◆ Obiettivo del compito
Per favore, riporta le righe dall'inizio fino a quella che contiene "M 158 205 L", inclusa, cambiando "white" in "black" e lasciando invariato tutto il resto.

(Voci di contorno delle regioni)
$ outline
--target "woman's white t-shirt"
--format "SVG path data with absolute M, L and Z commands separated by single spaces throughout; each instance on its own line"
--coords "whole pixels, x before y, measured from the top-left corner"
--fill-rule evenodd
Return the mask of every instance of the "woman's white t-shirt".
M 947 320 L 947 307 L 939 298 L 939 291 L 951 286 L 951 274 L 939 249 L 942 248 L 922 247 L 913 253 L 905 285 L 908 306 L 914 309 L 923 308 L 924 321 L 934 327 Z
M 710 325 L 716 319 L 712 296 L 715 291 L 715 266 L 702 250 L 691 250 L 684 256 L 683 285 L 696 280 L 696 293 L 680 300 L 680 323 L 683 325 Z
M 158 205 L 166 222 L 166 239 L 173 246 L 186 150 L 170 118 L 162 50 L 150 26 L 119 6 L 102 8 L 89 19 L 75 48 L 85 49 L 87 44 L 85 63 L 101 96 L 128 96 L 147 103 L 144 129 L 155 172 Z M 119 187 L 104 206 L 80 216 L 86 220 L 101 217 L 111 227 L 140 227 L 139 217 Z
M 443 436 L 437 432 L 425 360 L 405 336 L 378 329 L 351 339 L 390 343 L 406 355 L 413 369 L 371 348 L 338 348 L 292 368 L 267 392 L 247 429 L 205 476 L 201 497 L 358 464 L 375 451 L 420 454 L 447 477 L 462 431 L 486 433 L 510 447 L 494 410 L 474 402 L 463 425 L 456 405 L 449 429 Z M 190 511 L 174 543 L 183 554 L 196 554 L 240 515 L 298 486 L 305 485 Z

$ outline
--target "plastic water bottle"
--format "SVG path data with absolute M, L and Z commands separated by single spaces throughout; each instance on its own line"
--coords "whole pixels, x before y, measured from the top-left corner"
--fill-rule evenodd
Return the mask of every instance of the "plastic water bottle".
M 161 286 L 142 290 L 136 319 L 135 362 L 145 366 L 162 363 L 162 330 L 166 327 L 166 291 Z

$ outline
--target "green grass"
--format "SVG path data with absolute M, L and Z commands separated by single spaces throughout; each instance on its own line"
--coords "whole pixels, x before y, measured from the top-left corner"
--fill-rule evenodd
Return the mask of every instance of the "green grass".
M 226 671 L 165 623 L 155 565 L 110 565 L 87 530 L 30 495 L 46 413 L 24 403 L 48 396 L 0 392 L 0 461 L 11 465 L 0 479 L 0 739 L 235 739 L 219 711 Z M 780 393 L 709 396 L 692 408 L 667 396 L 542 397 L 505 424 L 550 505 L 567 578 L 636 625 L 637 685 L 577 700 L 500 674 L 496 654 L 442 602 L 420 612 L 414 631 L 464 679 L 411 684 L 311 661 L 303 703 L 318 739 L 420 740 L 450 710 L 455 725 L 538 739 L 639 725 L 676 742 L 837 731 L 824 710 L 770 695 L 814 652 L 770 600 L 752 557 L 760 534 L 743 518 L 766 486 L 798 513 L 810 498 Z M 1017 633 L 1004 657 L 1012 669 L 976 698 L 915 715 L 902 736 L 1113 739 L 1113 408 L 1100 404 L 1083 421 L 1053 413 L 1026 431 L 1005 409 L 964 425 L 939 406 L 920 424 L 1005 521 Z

◆ La risposta
$ outline
--target "woman's black t-shirt"
--format "SVG path data with absolute M, L and Z commands separated by single spaces throughout; each instance on its own line"
--coords "whole pixels, x before y, measured from the top-left corner"
--fill-rule evenodd
Return the mask of every instance of the "woman's black t-shirt".
M 947 320 L 947 307 L 939 298 L 939 291 L 951 286 L 951 274 L 939 249 L 942 248 L 922 247 L 913 253 L 905 285 L 908 306 L 914 309 L 923 308 L 924 321 L 934 327 Z
M 710 325 L 716 319 L 712 296 L 715 291 L 715 266 L 702 250 L 691 250 L 684 256 L 683 285 L 696 280 L 696 293 L 680 300 L 680 323 L 683 325 Z
M 158 205 L 166 222 L 166 239 L 173 246 L 186 150 L 170 118 L 162 50 L 150 26 L 119 6 L 102 8 L 89 19 L 75 48 L 85 49 L 87 44 L 85 63 L 101 96 L 128 96 L 147 103 L 144 129 L 155 172 Z M 119 187 L 104 206 L 80 216 L 86 220 L 101 217 L 111 227 L 140 227 L 139 217 Z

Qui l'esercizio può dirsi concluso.